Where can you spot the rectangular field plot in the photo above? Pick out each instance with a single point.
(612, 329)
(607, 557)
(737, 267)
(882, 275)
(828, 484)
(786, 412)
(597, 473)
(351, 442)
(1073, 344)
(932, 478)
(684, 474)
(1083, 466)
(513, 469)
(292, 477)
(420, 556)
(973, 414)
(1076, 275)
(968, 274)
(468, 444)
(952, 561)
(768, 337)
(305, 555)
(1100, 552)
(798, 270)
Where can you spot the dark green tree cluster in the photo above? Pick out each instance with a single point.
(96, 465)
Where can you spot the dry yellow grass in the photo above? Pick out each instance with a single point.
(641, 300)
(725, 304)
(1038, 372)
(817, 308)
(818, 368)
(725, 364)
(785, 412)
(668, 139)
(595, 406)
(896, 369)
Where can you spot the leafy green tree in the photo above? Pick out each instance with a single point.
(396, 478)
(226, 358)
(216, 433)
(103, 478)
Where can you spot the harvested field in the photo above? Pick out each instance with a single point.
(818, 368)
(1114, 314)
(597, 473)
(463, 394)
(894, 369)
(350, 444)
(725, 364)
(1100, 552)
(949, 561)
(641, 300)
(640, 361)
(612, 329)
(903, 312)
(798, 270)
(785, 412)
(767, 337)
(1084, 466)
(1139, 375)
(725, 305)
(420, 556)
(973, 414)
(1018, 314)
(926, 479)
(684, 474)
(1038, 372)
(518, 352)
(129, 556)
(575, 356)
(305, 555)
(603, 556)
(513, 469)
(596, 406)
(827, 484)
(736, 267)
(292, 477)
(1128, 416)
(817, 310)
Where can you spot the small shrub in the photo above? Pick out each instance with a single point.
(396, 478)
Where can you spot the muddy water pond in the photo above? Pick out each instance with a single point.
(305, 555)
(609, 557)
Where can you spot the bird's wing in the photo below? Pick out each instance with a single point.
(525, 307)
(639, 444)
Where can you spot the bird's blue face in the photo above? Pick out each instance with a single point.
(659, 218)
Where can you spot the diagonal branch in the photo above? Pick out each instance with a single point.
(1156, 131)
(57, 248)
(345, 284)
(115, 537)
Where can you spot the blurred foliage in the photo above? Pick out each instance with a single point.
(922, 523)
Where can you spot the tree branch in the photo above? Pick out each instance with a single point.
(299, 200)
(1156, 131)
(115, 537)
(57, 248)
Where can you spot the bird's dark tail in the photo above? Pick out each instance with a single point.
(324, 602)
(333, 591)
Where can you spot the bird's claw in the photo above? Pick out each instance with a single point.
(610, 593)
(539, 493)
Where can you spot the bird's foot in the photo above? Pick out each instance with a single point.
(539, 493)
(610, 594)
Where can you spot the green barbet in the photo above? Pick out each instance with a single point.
● ● ● ● ●
YOUR TASK: Give the listing again, word for word.

ANSWER FOR THE TASK:
Where can you spot the rectangular field plot in the photo above? Pick out each instance with a single point.
(612, 329)
(607, 557)
(737, 267)
(882, 275)
(828, 484)
(786, 412)
(597, 473)
(351, 442)
(1073, 344)
(932, 478)
(684, 474)
(1083, 466)
(513, 469)
(292, 477)
(420, 556)
(973, 414)
(1076, 275)
(968, 274)
(468, 444)
(952, 561)
(768, 337)
(305, 555)
(1100, 552)
(798, 270)
Where can you spot the dark green tree cluster in the photo above? Pick out each instance with a single point.
(96, 465)
Where can you spot the dry yellow grass in the photo above? Pick out each instance with a single point.
(641, 300)
(725, 304)
(1038, 372)
(817, 308)
(818, 368)
(725, 364)
(785, 412)
(668, 139)
(595, 406)
(896, 369)
Where can you spot the leafy green tree in the photo above? Pick out each instance with a single point.
(396, 478)
(226, 358)
(216, 433)
(103, 478)
Where can you spot the harvested field in the photo above? Pick out each instance with a single point.
(818, 368)
(1114, 314)
(597, 473)
(463, 394)
(894, 369)
(350, 444)
(725, 364)
(1100, 552)
(949, 561)
(641, 300)
(640, 361)
(612, 329)
(903, 312)
(798, 270)
(785, 412)
(767, 337)
(1084, 466)
(1139, 375)
(725, 305)
(420, 556)
(973, 414)
(1018, 314)
(926, 479)
(684, 474)
(1038, 372)
(518, 352)
(129, 556)
(575, 356)
(305, 555)
(603, 556)
(513, 469)
(596, 406)
(827, 484)
(736, 267)
(292, 477)
(1128, 416)
(817, 310)
Where can you spot the small shrub in the photo above? Pick out each instance with a single point.
(396, 478)
Where can you spot the muddy water pond in the photo above? Pick out each instance with a single point.
(305, 555)
(609, 557)
Where can you spot the bird's wing in the photo below? Pick out each instance with a single point.
(525, 307)
(639, 444)
Where can you spot the bird's blue face in the photo above? Pick out each instance with a single point.
(659, 218)
Where can you spot the diagonal branch in the photo above? Pick out each instance with a single point.
(1156, 131)
(57, 248)
(345, 284)
(115, 537)
Where can you spot the blurred foliage in the photo above? Pick out each instance with a single point.
(922, 523)
Where can you spot the tree branch in the photo above? Pick out each instance with a single point.
(299, 200)
(1156, 131)
(115, 537)
(57, 248)
Where can you spot the bird's dark tail in the photo above? Pick out each instance with a single point.
(324, 602)
(333, 591)
Where can you spot the bird's claw in the photo above? Pick out each instance with a single point.
(610, 593)
(539, 493)
Where can you spot the bird's foot in the photo above? Pick out each instance with a single point.
(539, 493)
(610, 594)
Where can you spot the green barbet in the photo above? Pick out each instance with a single point.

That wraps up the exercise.